━━━━━ TEXT SECTION

The Lady in the Van is a 2015 British comedy-drama film directed by Nicholas Hytner, and starring Maggie Smith and Alex Jennings, based on the memoir of the same name created by Alan Bennett. It was written by Bennett, and it tells the (mostly) true story of his interactions with Mary Shepherd, an elderly woman who lived in a dilapidated van on his driveway in London for 15 years. He had previously published the story as a 1989 essay, 1990 book, 1999 stage play, and 2009 radio play on BBC Radio 4. Smith had previously portrayed Shepherd twice: in the 1999 stage play, which earned her a Best Actress nomination at the 2000 Olivier Awards, and in the 2009 radio adaptation.

Hytner directed the 1999 stage play at the Queen's Theatre in London. The film was shown in the Special Presentations section of the 2015 Toronto International Film Festival and received largely positive reviews from critics.

Plot
The Lady in the Van tells the mostly true story of Alan Bennett's somewhat strained friendship with Miss Mary Shepherd, an irritable, eccentric, homeless woman whom Bennett befriended in the 1970s, before letting her park her Bedford van in the driveway of his Camden home "for three months". She ended up residing there for 15 years.

As the story develops, Bennett learns Miss Shepherd's true identity: Margaret Fairchild, a gifted former pupil of pianist Alfred Cortot. She had driven an ambulance in WWII, played Chopin at The Proms, attempted to become a nun twice, and was committed to an institution by her brother. She escaped, had an accident when her van was hit by a motorcyclist—for whose death she believed herself to blame—and thereafter lived in fear of arrest.

Social workers check in with her, the first offering her coats, then confiding in Mr. Bennett she would just as soon see her move on. Other than Bennett, other neighbours on the street would bring Miss Shepherd presents or food, in doing so being charitable in their eyes.

Bennett discovered to his surprise she had studied piano in France, and was fluent in French. Also, from time to time, a mysterious man stops by her van who frightens her, and she gives him money.

One day, a couple of youth scare Miss Shepherd, shaking the van and yelling at her. They woke her from a nightmare she was having of a long ago traffic accident. She goes to confession, and the priest reminds her he has absolved her several times already. The incident with the boys worries Alan, so he mentions at a meal with neighbors an idea to let her park in his drive. A wealthy neighbour buys her a new van, and it stays on Alan's property for the next 15 years.

Mary has an aversion to all music. When asked why, she explained that when she was a novice nun, left alone in a room with a piano she started to play a classical piece. She was forbidden to play it again. Another unusual experience she mentions is driving an ambulance during the 1939 blackout.

━━━━━━━━━━

▸ **SHORT EXERCISE 1**:
Rewrite the rows in the stretch from the line containing "the man's face" through the line containing "<point>227,71</point>", replacing "keypoint" with "marker" and leaving all else unchanged.

━━━━━ PROVIDED DATA

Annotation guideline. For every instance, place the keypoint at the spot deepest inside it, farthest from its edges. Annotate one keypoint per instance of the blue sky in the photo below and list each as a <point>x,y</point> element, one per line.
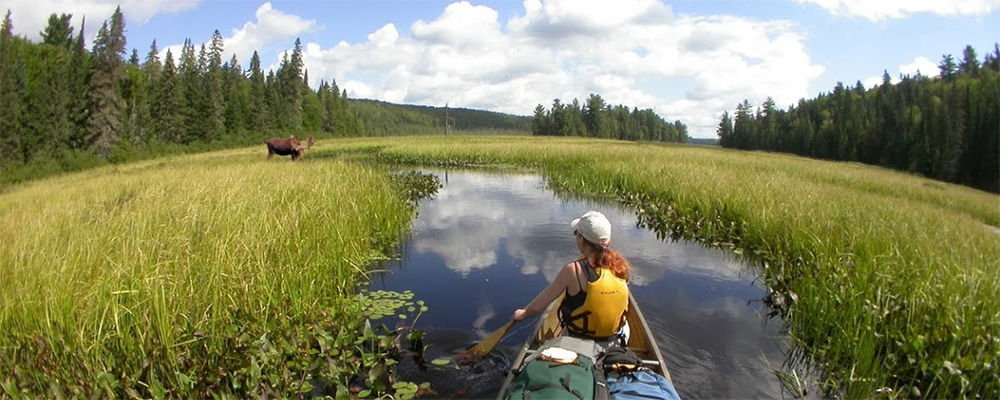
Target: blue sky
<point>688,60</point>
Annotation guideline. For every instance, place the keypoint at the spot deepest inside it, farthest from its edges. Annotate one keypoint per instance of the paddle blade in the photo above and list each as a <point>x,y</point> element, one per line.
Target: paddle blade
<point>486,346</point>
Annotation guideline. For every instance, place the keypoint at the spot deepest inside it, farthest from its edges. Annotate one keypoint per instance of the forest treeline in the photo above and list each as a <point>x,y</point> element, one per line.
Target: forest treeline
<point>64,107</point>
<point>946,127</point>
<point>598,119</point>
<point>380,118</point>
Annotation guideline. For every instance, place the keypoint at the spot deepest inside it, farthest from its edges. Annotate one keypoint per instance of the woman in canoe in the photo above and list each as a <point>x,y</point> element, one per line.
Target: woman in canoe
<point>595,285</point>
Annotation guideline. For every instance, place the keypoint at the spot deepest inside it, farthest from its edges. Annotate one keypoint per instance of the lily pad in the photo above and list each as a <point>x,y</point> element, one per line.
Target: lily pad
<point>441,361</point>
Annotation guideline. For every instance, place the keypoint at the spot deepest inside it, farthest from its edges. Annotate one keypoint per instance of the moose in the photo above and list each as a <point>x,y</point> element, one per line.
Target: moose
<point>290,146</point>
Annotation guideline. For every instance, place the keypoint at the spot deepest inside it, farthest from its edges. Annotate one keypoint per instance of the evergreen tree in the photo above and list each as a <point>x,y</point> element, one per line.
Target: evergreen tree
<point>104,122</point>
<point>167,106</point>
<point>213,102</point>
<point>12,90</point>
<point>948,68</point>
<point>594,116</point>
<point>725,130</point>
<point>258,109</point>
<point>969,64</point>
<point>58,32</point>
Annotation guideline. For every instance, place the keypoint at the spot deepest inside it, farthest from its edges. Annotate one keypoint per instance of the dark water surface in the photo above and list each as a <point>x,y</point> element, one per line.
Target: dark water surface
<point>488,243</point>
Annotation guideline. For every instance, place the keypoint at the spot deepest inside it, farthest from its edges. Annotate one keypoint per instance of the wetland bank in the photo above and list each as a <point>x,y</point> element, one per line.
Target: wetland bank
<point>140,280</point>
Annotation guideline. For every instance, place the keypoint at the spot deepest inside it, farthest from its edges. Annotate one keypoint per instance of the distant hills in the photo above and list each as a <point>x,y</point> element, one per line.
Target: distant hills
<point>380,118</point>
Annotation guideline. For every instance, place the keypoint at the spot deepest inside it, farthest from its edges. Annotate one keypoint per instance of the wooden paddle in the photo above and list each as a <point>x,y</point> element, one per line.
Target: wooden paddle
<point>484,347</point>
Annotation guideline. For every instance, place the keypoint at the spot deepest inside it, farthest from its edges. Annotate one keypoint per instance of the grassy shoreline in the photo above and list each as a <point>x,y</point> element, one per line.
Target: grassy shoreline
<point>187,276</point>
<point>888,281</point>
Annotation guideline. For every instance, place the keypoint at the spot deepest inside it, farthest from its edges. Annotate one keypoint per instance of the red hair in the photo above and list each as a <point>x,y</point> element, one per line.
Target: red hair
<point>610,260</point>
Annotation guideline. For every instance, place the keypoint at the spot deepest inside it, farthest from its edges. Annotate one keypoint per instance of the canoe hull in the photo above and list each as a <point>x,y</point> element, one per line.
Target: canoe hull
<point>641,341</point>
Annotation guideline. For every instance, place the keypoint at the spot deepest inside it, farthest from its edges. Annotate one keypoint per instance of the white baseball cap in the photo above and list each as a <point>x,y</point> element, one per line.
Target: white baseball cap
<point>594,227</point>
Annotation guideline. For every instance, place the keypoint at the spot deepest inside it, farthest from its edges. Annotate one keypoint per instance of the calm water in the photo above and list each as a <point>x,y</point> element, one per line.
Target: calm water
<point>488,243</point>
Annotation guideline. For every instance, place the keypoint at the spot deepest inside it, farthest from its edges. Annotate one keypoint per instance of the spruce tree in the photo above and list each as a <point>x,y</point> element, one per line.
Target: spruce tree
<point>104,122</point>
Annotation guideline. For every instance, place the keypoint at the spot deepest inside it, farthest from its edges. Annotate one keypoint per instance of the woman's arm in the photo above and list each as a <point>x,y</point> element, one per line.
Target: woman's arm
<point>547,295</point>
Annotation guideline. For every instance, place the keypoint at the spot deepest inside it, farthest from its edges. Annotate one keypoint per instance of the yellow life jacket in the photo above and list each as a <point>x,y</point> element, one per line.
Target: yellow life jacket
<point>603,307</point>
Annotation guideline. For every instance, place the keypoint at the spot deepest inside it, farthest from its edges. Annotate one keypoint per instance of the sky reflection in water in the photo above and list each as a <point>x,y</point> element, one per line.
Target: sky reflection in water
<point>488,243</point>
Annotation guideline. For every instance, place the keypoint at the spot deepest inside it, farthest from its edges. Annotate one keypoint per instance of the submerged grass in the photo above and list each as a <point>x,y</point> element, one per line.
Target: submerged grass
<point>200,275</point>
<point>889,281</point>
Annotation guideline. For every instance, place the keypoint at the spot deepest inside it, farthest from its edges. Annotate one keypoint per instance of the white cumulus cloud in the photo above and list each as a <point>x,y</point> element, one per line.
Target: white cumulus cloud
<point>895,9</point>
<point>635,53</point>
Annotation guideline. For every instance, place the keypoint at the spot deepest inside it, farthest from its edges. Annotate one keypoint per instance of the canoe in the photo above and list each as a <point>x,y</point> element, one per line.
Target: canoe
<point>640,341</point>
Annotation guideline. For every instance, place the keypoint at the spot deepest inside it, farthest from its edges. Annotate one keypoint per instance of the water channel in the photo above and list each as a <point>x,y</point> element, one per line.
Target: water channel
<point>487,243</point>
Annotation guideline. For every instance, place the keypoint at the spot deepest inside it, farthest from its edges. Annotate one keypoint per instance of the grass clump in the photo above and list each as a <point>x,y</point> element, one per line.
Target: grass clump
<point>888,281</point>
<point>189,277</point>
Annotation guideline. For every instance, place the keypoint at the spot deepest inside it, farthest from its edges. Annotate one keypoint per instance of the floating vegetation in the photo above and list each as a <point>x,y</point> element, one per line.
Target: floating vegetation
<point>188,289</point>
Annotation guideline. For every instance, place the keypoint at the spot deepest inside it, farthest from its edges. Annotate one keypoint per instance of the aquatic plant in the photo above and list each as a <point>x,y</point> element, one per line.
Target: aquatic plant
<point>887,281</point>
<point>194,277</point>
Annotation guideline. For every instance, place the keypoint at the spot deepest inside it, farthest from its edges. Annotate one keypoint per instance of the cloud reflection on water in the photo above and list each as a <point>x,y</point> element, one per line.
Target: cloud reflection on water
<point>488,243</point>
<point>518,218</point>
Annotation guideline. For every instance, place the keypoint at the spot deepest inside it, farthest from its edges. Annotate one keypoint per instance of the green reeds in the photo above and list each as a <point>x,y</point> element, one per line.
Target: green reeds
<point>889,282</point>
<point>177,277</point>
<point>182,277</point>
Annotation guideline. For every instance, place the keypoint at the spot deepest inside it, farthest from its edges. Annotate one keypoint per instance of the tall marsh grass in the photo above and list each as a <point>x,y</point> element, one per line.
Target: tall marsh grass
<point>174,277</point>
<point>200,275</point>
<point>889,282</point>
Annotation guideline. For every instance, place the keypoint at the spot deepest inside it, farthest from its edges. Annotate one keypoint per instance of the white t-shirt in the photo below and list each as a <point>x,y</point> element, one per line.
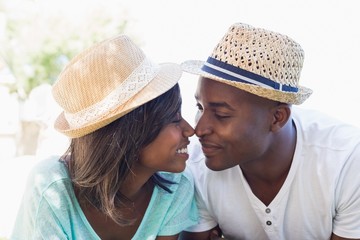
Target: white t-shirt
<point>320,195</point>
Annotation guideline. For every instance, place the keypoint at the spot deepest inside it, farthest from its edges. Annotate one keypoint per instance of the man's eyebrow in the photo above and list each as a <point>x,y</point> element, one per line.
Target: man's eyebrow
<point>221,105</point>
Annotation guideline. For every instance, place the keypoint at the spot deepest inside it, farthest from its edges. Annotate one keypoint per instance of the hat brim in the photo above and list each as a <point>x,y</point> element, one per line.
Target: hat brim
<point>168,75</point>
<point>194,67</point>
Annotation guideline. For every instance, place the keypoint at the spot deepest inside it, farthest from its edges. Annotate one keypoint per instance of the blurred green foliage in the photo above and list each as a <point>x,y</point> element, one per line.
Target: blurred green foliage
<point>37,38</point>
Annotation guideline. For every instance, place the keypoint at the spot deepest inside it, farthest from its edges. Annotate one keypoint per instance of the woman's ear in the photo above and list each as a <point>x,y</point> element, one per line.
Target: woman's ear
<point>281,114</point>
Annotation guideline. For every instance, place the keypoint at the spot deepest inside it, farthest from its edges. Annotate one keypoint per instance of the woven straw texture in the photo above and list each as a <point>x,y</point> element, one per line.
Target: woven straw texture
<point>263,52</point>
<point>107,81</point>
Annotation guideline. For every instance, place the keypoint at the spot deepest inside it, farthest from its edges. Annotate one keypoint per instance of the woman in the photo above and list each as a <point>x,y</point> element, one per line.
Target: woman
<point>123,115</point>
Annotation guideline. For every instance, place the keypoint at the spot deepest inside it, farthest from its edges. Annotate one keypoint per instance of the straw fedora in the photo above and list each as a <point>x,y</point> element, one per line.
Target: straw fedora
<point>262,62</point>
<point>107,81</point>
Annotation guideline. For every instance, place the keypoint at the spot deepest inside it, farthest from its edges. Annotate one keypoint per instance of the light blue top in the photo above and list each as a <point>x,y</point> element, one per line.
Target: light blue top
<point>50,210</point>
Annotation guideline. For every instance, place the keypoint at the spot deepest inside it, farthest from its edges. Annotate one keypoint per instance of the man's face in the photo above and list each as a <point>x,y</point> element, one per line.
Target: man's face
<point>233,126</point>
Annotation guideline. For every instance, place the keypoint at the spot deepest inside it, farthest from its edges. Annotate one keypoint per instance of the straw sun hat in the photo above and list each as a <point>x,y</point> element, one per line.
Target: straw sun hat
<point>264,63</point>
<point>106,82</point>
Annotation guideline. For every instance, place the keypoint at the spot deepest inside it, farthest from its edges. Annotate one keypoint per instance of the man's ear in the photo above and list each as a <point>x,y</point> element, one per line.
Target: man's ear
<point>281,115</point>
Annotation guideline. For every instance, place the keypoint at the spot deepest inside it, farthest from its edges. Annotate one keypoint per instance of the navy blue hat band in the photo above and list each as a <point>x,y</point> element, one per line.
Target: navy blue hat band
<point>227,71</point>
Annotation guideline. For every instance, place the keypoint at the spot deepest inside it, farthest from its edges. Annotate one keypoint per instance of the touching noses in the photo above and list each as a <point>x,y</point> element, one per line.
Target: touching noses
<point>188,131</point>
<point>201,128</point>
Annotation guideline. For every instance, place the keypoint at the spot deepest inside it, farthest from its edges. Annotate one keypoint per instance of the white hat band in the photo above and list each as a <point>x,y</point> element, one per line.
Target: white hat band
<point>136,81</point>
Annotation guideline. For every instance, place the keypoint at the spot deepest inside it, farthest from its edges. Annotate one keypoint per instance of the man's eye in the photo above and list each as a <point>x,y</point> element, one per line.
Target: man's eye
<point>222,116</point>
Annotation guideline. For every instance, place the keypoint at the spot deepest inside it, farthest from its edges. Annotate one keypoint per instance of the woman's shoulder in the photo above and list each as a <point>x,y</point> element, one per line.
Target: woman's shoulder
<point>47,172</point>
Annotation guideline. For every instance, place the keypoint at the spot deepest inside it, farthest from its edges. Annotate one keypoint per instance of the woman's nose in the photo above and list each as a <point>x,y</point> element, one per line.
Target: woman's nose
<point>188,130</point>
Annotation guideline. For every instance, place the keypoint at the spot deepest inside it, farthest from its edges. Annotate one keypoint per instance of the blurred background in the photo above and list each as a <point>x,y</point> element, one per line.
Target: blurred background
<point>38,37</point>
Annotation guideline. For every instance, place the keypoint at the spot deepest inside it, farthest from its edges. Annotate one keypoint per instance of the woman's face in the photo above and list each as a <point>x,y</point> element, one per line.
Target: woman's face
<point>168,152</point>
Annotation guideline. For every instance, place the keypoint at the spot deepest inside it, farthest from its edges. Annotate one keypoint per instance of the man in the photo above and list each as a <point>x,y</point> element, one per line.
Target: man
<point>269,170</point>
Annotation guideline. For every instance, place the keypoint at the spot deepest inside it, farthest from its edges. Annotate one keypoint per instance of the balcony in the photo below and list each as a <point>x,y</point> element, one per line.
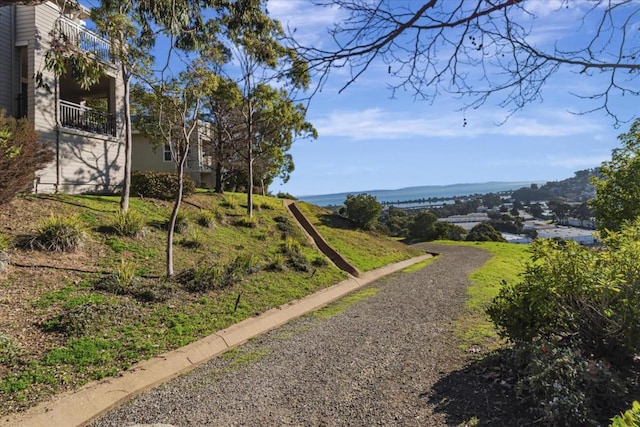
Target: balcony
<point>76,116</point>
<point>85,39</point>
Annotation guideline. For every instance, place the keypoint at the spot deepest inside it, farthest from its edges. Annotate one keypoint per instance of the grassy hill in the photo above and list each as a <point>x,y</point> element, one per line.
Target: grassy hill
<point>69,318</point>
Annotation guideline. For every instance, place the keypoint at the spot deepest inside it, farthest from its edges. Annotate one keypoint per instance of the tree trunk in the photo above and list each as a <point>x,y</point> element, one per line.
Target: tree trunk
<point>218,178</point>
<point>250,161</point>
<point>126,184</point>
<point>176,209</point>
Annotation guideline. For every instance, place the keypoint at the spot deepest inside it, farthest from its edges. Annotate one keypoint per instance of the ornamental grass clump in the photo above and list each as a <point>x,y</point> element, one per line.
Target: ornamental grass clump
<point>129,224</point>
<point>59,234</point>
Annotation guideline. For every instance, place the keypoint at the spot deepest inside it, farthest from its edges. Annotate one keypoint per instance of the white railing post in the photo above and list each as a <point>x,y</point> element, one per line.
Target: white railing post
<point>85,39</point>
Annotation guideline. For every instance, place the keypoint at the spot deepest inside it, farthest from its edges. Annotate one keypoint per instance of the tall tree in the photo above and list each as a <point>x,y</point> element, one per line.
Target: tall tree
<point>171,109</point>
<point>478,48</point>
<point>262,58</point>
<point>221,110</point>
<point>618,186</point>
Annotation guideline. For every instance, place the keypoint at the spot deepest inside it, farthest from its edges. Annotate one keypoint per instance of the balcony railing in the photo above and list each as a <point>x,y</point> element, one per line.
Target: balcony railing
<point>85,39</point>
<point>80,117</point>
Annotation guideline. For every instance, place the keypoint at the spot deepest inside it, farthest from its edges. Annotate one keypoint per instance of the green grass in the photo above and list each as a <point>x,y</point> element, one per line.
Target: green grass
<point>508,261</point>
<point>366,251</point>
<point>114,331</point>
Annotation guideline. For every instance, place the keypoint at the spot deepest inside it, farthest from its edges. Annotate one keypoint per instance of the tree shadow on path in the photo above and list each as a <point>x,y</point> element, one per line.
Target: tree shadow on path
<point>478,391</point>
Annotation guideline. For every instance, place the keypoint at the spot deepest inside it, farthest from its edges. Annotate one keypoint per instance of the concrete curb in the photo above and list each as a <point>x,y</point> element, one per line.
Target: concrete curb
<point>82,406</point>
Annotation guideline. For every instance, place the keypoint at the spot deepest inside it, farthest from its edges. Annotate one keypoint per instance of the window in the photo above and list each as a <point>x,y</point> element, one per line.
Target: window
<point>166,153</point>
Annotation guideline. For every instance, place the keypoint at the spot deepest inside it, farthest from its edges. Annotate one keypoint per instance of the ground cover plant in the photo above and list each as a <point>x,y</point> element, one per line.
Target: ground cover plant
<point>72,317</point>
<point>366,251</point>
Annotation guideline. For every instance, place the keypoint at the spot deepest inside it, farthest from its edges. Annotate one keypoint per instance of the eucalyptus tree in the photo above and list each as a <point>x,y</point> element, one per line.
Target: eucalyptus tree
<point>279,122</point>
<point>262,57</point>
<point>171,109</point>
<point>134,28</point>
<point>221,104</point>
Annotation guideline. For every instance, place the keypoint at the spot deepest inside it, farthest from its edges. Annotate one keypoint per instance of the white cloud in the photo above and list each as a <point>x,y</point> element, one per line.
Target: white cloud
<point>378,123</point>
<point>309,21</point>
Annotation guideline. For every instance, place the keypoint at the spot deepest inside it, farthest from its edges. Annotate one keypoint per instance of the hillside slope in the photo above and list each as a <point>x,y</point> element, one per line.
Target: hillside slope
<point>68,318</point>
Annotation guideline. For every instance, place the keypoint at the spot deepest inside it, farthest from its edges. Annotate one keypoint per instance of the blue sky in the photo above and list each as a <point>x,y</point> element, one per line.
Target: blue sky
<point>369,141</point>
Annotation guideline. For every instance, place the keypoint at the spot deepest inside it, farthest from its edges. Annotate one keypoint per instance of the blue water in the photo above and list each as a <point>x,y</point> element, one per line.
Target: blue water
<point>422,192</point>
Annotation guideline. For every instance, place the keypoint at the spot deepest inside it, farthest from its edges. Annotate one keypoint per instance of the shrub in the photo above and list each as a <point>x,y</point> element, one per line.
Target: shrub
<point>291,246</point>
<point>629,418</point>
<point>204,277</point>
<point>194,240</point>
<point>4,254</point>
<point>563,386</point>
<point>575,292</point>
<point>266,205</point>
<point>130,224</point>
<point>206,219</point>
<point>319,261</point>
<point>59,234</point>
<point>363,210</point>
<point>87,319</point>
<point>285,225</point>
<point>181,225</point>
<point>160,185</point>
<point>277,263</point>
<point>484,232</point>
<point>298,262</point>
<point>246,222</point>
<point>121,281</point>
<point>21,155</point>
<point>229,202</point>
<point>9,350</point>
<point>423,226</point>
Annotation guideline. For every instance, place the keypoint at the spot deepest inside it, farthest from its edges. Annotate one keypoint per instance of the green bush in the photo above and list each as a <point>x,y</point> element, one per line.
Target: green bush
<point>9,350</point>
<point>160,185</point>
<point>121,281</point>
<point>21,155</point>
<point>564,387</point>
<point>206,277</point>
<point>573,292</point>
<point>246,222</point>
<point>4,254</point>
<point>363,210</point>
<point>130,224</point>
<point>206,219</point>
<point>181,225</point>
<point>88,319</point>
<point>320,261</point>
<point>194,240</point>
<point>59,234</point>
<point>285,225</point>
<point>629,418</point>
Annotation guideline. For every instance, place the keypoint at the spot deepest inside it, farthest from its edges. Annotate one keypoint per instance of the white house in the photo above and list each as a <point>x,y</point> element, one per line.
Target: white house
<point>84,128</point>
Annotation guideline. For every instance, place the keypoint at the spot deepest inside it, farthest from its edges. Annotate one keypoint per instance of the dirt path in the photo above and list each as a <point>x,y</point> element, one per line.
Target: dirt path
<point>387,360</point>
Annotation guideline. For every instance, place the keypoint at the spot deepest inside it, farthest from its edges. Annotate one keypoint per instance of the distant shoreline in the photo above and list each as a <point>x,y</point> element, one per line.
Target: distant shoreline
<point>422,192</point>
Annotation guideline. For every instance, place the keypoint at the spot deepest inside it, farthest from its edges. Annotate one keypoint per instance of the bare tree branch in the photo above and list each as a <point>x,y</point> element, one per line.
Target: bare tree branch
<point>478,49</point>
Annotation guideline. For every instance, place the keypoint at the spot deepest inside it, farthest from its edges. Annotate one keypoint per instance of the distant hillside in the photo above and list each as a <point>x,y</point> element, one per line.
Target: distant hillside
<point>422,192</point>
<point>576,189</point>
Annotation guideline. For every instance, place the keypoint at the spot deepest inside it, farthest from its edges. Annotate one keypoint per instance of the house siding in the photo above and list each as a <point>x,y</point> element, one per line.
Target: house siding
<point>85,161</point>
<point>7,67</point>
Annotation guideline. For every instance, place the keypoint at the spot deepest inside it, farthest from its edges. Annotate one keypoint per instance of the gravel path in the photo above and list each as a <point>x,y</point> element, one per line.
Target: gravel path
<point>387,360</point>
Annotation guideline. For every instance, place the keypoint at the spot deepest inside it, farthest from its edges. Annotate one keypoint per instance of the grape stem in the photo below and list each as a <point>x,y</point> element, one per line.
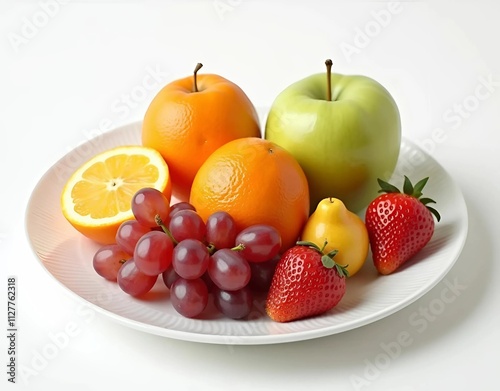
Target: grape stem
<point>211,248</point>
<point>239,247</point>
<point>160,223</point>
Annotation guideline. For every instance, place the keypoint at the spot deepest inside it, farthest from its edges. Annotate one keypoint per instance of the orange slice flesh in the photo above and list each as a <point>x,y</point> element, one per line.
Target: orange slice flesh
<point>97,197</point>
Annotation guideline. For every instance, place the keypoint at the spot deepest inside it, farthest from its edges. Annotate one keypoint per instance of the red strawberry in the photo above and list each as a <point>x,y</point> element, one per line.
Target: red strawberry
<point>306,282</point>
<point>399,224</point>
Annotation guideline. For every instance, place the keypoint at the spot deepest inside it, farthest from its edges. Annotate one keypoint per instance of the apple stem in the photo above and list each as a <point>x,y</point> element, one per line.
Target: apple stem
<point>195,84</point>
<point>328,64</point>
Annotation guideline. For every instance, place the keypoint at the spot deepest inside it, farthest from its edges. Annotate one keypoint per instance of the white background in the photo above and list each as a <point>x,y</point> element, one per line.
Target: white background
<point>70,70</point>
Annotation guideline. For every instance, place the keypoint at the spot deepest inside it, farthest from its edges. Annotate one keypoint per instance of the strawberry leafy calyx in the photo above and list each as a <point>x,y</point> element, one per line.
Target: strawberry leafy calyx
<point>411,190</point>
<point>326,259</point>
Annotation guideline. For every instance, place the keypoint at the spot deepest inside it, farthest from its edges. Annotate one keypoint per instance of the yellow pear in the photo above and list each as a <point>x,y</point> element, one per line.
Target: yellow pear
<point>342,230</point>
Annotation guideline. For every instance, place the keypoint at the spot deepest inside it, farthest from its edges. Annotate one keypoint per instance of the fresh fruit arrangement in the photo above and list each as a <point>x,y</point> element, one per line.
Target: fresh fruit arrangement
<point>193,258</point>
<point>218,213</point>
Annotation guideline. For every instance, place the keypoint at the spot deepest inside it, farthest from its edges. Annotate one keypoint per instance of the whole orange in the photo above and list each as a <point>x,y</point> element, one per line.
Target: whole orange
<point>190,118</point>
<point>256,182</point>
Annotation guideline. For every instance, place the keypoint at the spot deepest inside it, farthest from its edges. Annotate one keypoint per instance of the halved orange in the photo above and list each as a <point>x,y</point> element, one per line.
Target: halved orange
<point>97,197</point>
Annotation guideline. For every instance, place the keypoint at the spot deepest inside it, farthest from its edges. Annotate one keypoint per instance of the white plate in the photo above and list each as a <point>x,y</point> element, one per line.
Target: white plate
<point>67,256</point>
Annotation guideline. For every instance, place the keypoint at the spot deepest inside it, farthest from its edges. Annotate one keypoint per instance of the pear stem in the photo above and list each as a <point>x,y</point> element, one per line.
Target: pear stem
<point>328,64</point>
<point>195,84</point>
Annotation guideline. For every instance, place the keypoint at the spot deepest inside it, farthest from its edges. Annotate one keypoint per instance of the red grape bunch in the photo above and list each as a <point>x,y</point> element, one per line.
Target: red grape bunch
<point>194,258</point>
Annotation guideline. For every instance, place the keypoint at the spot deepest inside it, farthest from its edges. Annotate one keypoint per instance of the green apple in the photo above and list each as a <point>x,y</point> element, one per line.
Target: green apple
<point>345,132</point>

━━━━━━━━━━

▸ **SHORT EXERCISE 2**:
Decide whether each statement agrees with the passage on The Lady in the Van. Answer yes or no, and quote the words of the passage that decide it.
(a) Maggie Smith's performance in the 1999 stage play earned her a Best Actress nomination at the 2000 Olivier Awards.
(b) Miss Shepherd's van was hit by a bus.
(c) Hytner directed the 1999 stage play at the National Theatre.

▸ **FULL SOLUTION 1**:
Annotation guideline. For every instance, place the marker at the spot deepest inside it, farthest from its edges. Annotate one marker per instance of the man's face in the photo above and list each as a <point>x,y</point> element, one per line.
Target: man's face
<point>233,126</point>
Annotation guideline. For every instance, place the marker at the spot deepest inside it, farthest from its edges. Annotate one marker per instance of the straw sun hat in the photo above and list each as a <point>x,y</point> element, one per line.
Target: straw sun hat
<point>264,63</point>
<point>106,82</point>
Annotation guideline. For every instance, place the marker at the spot deepest inside it, farthest from its edges. Annotate one marker per instance of the man's ear in the photo above and list each as a <point>x,y</point> element, one per line.
Target: man's ear
<point>281,115</point>
Annotation guideline. For every instance, place the marker at the spot deepest inside it, farthest from its edges. Annotate one marker per instance of the navy blue hat band in the photo above and list each as a <point>x,y</point> element, one per line.
Target: navy blue hat band
<point>227,71</point>

▸ **FULL SOLUTION 2**:
(a) Yes: "in the 1999 stage play, which earned her a Best Actress nomination at the 2000 Olivier Awards"
(b) No: "her van was hit by a motorcyclist"
(c) No: "Hytner directed the 1999 stage play at the Queen's Theatre in London."